======== Records shown

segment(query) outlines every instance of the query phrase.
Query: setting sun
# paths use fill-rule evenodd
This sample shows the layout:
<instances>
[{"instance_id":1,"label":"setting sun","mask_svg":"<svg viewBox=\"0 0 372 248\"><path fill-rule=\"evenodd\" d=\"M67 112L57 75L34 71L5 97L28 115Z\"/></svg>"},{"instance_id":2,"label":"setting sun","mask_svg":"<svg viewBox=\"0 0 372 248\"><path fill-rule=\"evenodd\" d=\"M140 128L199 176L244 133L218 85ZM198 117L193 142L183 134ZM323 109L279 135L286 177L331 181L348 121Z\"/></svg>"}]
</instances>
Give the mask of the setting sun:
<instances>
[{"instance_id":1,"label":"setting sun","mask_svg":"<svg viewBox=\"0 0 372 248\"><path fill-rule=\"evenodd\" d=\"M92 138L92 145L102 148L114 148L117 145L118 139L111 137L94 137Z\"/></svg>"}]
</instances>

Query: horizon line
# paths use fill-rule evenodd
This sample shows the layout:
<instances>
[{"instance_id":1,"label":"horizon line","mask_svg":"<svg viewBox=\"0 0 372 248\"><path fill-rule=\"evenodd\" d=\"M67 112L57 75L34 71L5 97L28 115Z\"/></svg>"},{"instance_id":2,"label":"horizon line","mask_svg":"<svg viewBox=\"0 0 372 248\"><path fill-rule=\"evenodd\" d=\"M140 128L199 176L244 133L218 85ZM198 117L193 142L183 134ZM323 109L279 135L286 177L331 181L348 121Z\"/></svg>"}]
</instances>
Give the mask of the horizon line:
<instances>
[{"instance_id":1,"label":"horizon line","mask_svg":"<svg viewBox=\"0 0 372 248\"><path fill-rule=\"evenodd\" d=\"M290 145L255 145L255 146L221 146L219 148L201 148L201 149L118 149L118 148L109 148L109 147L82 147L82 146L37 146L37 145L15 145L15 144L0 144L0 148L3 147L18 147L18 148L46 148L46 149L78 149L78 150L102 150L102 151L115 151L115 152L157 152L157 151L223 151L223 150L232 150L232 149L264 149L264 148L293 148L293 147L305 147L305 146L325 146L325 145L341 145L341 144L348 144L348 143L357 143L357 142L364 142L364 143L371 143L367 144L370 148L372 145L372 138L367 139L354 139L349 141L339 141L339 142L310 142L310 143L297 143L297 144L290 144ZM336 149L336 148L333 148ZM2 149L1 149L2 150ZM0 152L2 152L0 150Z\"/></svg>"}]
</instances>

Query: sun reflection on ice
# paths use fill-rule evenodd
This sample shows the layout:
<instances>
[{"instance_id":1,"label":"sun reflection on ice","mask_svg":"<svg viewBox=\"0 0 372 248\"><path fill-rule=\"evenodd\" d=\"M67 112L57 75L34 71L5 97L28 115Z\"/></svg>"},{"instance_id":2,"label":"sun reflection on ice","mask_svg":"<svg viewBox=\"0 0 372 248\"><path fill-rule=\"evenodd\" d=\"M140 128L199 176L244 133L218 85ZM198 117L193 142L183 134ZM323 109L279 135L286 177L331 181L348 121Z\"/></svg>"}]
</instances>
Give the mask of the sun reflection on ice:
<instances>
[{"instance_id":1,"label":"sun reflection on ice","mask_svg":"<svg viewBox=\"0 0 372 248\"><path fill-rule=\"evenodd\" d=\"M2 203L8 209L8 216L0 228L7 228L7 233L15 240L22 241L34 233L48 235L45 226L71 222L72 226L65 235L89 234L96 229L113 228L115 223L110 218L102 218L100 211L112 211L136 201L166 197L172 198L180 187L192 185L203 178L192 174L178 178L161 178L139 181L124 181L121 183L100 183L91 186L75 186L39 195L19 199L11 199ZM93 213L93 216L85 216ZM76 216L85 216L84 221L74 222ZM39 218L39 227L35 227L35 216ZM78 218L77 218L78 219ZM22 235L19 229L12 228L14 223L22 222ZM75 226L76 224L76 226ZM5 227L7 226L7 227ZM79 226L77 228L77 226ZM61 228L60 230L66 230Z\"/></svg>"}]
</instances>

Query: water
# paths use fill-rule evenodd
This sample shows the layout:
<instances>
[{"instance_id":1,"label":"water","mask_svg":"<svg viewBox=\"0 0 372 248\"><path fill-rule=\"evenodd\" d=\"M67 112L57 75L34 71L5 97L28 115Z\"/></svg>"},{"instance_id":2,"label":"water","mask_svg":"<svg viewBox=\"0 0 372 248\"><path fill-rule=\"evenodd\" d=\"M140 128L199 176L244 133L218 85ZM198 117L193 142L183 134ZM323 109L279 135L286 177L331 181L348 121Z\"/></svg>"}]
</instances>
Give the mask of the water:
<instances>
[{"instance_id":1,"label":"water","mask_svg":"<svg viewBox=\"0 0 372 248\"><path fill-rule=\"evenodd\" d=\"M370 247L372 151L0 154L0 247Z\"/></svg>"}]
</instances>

================

All the entries are to be reproduced verbatim.

segment(query) outlines every instance of the query phrase.
Query: setting sun
# paths use fill-rule evenodd
This sample shows the layout:
<instances>
[{"instance_id":1,"label":"setting sun","mask_svg":"<svg viewBox=\"0 0 372 248\"><path fill-rule=\"evenodd\" d=\"M67 112L57 75L34 71L5 97L28 115Z\"/></svg>"},{"instance_id":2,"label":"setting sun","mask_svg":"<svg viewBox=\"0 0 372 248\"><path fill-rule=\"evenodd\" d=\"M140 128L199 176L244 133L218 85ZM198 117L193 142L183 134ZM323 109L279 135L286 177L331 181L348 121Z\"/></svg>"}]
</instances>
Give the mask of the setting sun:
<instances>
[{"instance_id":1,"label":"setting sun","mask_svg":"<svg viewBox=\"0 0 372 248\"><path fill-rule=\"evenodd\" d=\"M92 138L92 145L102 148L114 148L117 145L118 139L111 137L94 137Z\"/></svg>"}]
</instances>

Query: horizon line
# paths use fill-rule evenodd
This sample shows the layout:
<instances>
[{"instance_id":1,"label":"horizon line","mask_svg":"<svg viewBox=\"0 0 372 248\"><path fill-rule=\"evenodd\" d=\"M67 112L57 75L34 71L5 97L28 115Z\"/></svg>"},{"instance_id":2,"label":"horizon line","mask_svg":"<svg viewBox=\"0 0 372 248\"><path fill-rule=\"evenodd\" d=\"M140 128L199 176L244 133L218 85ZM198 117L193 142L183 134ZM323 109L279 135L286 177L331 181L348 121Z\"/></svg>"}]
</instances>
Give the mask of the horizon line:
<instances>
[{"instance_id":1,"label":"horizon line","mask_svg":"<svg viewBox=\"0 0 372 248\"><path fill-rule=\"evenodd\" d=\"M290 145L255 145L255 146L221 146L219 148L201 148L201 149L118 149L118 148L109 148L109 147L82 147L82 146L37 146L37 145L15 145L15 144L0 144L0 148L3 147L18 147L18 148L46 148L46 149L78 149L78 150L102 150L102 151L115 151L115 152L157 152L157 151L223 151L223 150L232 150L232 149L264 149L264 148L293 148L293 147L305 147L305 146L325 146L325 145L341 145L341 144L348 144L348 143L357 143L357 142L364 142L364 143L371 143L367 144L370 148L372 145L372 138L367 139L354 139L349 141L339 141L339 142L310 142L310 143L297 143L297 144L290 144ZM336 149L336 148L333 148ZM2 149L1 149L2 150ZM0 152L2 152L0 150Z\"/></svg>"}]
</instances>

Query: sun reflection on ice
# paths use fill-rule evenodd
This sample shows the layout:
<instances>
[{"instance_id":1,"label":"sun reflection on ice","mask_svg":"<svg viewBox=\"0 0 372 248\"><path fill-rule=\"evenodd\" d=\"M67 112L57 75L34 71L5 97L28 115Z\"/></svg>"},{"instance_id":2,"label":"sun reflection on ice","mask_svg":"<svg viewBox=\"0 0 372 248\"><path fill-rule=\"evenodd\" d=\"M140 128L199 176L244 133L218 85ZM198 117L193 142L183 134ZM323 109L279 135L286 177L331 181L348 121Z\"/></svg>"}]
</instances>
Give the mask of the sun reflection on ice:
<instances>
[{"instance_id":1,"label":"sun reflection on ice","mask_svg":"<svg viewBox=\"0 0 372 248\"><path fill-rule=\"evenodd\" d=\"M2 203L8 209L8 216L0 228L7 228L7 233L15 240L22 241L34 233L48 235L45 226L71 222L72 226L65 235L89 234L96 229L113 228L115 223L110 218L102 218L100 211L112 211L136 201L166 197L172 198L180 187L192 185L203 178L192 174L178 178L161 178L139 181L124 181L121 183L100 183L91 186L75 186L39 195L19 199L11 199ZM93 213L93 216L85 216ZM76 216L85 216L84 221L74 222ZM39 218L39 227L35 227L35 216ZM78 218L77 218L78 219ZM22 235L19 229L12 228L14 223L22 222ZM75 226L76 224L76 226ZM5 227L7 226L7 227ZM79 226L77 228L77 226ZM61 228L60 230L66 230Z\"/></svg>"}]
</instances>

Query: water
# paths use fill-rule evenodd
This sample shows the layout:
<instances>
[{"instance_id":1,"label":"water","mask_svg":"<svg viewBox=\"0 0 372 248\"><path fill-rule=\"evenodd\" d=\"M67 112L57 75L34 71L5 97L28 115Z\"/></svg>"},{"instance_id":2,"label":"water","mask_svg":"<svg viewBox=\"0 0 372 248\"><path fill-rule=\"evenodd\" d=\"M140 128L199 176L244 133L218 85ZM198 117L193 142L183 134ZM323 109L279 135L286 177L331 181L348 121Z\"/></svg>"}]
</instances>
Give the mask of the water:
<instances>
[{"instance_id":1,"label":"water","mask_svg":"<svg viewBox=\"0 0 372 248\"><path fill-rule=\"evenodd\" d=\"M370 247L372 151L0 154L0 247Z\"/></svg>"}]
</instances>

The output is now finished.